# PROBLEM
Copy out all of the records below, swapping every "marker" for "dot" and leaving everything else unchanged.

# INPUT RECORDS
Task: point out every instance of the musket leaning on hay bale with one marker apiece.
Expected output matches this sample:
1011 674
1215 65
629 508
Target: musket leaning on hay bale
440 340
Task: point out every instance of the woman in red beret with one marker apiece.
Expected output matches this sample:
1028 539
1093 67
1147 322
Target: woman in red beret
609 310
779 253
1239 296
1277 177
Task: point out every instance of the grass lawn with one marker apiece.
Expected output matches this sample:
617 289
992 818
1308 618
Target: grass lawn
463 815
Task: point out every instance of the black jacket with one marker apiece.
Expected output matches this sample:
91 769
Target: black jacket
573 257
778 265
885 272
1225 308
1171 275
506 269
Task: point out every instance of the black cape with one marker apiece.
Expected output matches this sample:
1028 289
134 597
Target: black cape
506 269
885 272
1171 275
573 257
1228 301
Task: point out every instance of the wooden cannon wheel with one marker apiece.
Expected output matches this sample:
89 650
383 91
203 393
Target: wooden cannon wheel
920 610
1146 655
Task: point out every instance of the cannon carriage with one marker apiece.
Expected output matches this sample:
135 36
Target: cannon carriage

# SOLUTION TO THE EXERCISE
Task: point out every instance of the musket leaning on hay bale with one dot apiece.
Expected output matches this sample:
1011 674
1215 65
629 508
Target: musket leaning on hay bale
440 340
Task: point out every instance of the woman in red beret with one dot apiece.
Expected output matches this sample:
1028 539
1093 67
1147 322
Target: woman in red beret
609 310
779 253
1239 296
1277 177
Task: point out every instance of the grass lawn with one dot apiece.
Expected output matches this sample:
617 289
992 818
1308 618
Target: grass lawn
463 815
Task: point out every instance of the black jacket with one dot apiece.
Expected output matches this sample:
91 769
Target: black jacket
573 257
778 265
885 272
1225 308
1171 275
506 269
Task: point out every instance of the black cape with one dot apiece.
Expected output matches this sample:
1028 289
134 597
Target: black cape
506 269
885 272
1171 275
573 257
1228 301
Task: point out every instance of the wooden cannon wheel with one dot apiece.
Expected output matches this sample:
89 650
383 91
203 393
Target: wooden cannon wheel
920 610
1146 655
Task: point out every instance of the cannon carriage with one dot apiece.
Expected output matches this sample:
135 36
Target: cannon carriage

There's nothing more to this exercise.